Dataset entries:
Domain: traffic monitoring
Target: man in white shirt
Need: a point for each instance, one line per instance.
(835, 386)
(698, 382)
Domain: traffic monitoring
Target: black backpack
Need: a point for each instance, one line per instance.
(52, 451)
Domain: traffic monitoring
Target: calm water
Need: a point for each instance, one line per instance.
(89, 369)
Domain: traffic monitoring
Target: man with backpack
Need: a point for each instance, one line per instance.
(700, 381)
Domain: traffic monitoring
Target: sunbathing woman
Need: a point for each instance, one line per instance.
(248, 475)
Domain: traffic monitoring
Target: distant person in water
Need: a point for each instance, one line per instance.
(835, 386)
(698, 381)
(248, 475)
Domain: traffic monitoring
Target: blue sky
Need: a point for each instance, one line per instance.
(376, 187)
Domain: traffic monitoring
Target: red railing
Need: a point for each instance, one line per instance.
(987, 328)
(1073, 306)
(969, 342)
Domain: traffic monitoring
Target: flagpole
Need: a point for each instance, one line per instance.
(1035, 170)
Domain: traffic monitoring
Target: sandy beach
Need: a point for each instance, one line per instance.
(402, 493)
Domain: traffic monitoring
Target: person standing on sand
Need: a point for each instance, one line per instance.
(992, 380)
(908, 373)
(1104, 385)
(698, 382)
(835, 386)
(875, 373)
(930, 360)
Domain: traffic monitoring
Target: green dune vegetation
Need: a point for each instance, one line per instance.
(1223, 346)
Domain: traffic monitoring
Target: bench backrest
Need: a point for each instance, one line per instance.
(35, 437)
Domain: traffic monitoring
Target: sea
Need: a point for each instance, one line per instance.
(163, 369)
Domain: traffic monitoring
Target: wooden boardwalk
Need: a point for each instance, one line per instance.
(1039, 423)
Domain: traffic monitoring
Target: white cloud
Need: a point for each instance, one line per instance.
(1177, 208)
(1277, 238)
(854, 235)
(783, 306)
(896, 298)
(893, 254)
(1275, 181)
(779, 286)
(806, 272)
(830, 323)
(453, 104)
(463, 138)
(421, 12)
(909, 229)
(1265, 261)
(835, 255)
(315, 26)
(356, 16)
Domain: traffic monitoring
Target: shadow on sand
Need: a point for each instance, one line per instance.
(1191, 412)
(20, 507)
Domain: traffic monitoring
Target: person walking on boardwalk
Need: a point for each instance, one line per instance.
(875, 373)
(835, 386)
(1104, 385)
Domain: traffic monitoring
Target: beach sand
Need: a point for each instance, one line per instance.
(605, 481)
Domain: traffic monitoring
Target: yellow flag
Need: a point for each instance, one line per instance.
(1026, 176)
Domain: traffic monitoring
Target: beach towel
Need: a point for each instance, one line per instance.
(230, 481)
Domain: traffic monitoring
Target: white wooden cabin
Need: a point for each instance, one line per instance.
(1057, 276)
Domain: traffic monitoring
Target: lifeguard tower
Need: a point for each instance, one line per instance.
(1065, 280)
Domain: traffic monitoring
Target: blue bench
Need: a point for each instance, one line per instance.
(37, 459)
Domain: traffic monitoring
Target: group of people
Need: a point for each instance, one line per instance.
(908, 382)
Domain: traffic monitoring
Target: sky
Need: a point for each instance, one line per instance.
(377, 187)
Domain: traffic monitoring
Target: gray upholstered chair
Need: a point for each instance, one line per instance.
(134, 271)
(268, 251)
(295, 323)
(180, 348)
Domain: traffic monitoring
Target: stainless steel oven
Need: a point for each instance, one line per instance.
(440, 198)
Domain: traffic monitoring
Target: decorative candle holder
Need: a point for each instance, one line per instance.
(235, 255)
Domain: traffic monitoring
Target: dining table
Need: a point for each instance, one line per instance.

● **Exercise**: Your answer should consist only of the lines from the one with "Target: dining table" through the last line of the entries above, retyped exactly.

● **Exercise response**:
Target: dining table
Need: a point for each instance, one line per instance.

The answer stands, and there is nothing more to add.